┏━━

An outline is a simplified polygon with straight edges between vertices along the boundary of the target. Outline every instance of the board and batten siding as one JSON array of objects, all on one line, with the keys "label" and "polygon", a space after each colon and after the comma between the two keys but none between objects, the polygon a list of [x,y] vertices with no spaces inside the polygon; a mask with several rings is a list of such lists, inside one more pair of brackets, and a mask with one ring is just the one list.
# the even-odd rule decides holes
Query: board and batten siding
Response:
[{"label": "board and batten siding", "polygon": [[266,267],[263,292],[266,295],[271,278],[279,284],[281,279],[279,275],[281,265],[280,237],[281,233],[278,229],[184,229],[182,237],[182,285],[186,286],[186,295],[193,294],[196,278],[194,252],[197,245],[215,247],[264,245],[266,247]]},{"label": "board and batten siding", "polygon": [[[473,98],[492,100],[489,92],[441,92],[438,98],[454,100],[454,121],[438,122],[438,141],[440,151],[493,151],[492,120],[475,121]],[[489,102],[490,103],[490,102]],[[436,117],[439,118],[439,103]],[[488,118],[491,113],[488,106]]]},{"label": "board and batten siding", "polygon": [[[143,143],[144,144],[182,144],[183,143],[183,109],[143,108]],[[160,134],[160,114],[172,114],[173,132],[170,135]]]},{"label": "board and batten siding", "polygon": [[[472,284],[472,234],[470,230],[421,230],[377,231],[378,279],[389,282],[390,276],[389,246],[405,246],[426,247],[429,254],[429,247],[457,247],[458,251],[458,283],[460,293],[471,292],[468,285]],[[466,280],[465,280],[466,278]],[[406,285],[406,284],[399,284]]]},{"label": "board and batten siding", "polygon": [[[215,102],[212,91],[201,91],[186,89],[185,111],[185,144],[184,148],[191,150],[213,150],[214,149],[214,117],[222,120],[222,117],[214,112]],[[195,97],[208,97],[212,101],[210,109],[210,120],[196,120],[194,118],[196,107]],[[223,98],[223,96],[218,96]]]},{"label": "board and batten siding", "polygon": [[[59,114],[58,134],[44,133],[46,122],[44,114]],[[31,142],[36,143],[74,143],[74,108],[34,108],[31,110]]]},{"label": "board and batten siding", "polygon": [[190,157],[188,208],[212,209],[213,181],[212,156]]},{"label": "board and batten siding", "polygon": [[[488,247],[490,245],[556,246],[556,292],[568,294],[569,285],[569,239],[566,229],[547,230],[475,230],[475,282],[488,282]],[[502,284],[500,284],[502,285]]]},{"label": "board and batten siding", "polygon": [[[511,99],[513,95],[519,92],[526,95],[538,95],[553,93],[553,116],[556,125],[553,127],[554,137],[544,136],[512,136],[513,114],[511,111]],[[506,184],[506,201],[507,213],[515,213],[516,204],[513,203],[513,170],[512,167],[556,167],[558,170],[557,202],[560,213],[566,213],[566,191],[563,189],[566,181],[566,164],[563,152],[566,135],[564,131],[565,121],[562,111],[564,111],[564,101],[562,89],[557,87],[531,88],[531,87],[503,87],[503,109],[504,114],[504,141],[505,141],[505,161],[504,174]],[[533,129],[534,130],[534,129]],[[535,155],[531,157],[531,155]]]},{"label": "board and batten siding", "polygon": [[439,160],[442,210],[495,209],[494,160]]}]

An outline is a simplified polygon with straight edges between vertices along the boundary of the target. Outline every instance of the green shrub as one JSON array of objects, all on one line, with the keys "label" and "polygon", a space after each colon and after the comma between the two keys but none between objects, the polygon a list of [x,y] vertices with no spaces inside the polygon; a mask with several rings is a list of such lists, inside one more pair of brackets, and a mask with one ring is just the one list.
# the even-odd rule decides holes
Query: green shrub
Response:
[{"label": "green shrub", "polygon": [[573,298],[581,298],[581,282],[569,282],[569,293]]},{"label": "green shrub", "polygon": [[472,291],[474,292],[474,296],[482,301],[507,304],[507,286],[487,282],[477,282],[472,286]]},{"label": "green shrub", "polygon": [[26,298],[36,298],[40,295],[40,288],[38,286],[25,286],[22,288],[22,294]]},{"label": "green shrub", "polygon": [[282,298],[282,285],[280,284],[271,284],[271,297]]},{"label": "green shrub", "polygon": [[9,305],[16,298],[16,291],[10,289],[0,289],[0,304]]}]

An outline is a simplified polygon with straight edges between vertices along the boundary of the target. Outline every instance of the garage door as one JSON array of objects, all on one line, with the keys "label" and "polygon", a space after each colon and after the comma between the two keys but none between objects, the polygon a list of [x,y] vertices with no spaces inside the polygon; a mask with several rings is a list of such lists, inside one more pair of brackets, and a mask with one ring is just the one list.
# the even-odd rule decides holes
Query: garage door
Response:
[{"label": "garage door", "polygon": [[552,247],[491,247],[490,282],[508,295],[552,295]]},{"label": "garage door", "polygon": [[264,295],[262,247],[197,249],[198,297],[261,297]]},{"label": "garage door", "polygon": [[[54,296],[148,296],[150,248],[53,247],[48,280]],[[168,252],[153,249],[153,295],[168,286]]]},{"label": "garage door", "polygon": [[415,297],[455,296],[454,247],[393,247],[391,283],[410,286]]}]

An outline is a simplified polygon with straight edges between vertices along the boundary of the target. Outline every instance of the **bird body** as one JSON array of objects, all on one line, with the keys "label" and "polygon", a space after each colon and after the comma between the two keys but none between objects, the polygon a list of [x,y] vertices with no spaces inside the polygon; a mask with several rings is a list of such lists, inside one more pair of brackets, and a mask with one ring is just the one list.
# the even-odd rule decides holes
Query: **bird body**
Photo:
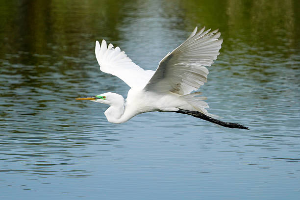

┗━━

Format the listing from the line containing "of the **bird" through the end as a Markdown table with the columns No. and Text, one line per row and blank lines omitted. Leave the pictures out of the table.

| No. | Text |
|---|---|
| 1 | An outline is a simplified polygon with straight edges between vertices along the boundary of the target. Outline every instance of the **bird body** as one JSON array of objects, all on one line, with the keys "label" and "polygon", a space after each colon and after the comma between the two keys but none between objects, the polygon a list of [x,y] vertices with no spaces inside the polygon; a mask with several rings is a list of such lists, inside one more pair of brackets, and a mask with one ring is just the one list. |
| 2 | # the even-odd rule decides holes |
| 3 | Query: **bird body** |
| 4 | Photo: |